## PROBLEM TO WORK ON
Lines containing "ponytail": state how many there are in these entries, and write only that number.

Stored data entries
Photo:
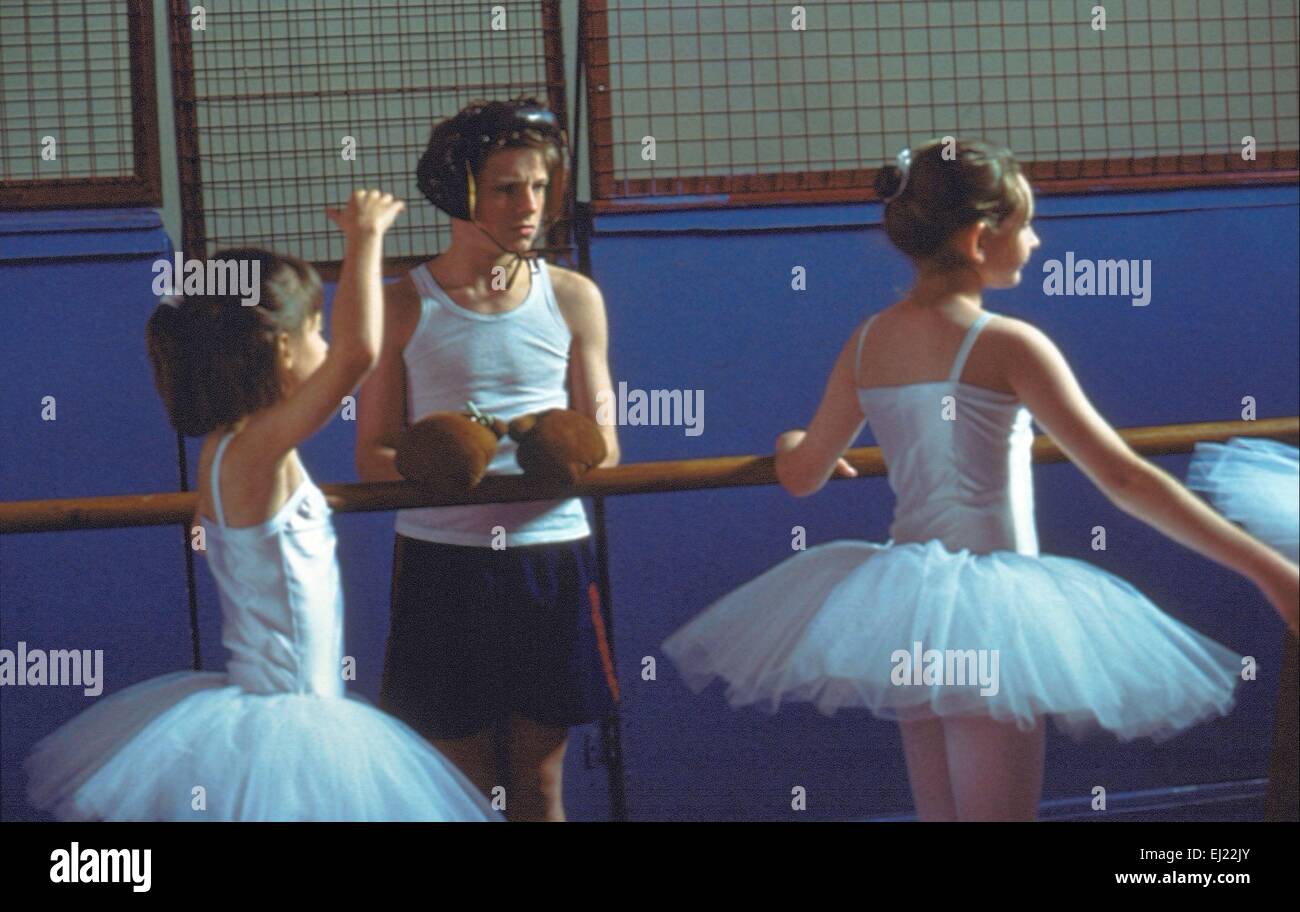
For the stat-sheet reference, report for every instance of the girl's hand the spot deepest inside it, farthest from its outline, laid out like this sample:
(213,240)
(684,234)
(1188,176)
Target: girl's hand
(792,438)
(1282,587)
(368,212)
(789,439)
(843,469)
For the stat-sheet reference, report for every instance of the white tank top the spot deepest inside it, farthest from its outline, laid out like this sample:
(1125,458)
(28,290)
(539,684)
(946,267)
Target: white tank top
(508,364)
(960,459)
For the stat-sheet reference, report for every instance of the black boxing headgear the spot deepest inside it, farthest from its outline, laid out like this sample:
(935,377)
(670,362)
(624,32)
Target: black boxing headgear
(459,146)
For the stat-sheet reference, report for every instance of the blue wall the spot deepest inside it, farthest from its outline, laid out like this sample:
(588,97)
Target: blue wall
(696,300)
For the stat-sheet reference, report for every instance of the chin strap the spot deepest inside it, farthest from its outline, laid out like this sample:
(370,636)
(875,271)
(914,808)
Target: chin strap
(531,256)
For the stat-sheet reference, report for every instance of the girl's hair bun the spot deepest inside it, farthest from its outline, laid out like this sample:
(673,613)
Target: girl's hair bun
(888,179)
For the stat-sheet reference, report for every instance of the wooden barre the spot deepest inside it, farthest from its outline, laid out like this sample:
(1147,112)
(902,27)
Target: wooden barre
(689,474)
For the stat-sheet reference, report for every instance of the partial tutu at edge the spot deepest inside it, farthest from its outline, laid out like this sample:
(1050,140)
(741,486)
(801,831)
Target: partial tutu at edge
(1255,482)
(1035,635)
(143,752)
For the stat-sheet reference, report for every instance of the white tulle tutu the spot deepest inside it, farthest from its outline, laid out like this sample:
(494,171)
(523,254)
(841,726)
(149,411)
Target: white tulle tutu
(1253,482)
(1073,642)
(142,752)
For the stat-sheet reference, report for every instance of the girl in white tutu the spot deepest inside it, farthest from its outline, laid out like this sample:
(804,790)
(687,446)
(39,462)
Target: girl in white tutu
(957,626)
(274,737)
(1255,482)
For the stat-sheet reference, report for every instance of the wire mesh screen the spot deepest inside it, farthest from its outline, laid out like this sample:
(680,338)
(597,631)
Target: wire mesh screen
(750,96)
(280,91)
(76,88)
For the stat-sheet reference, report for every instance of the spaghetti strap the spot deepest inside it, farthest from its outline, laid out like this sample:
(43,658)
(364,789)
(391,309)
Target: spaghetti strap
(216,476)
(966,346)
(862,337)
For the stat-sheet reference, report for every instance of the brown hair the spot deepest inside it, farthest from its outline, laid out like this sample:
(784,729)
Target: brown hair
(213,357)
(943,195)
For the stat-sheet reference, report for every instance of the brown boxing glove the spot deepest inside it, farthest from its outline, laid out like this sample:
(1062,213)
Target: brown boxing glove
(558,444)
(449,452)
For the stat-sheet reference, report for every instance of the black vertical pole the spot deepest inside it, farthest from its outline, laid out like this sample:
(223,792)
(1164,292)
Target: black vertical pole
(611,726)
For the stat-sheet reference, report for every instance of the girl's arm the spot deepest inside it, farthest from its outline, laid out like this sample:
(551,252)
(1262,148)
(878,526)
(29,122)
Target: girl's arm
(1044,382)
(356,328)
(806,459)
(381,402)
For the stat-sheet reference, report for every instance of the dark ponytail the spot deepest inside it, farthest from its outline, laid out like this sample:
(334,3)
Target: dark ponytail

## RESULT BELOW
2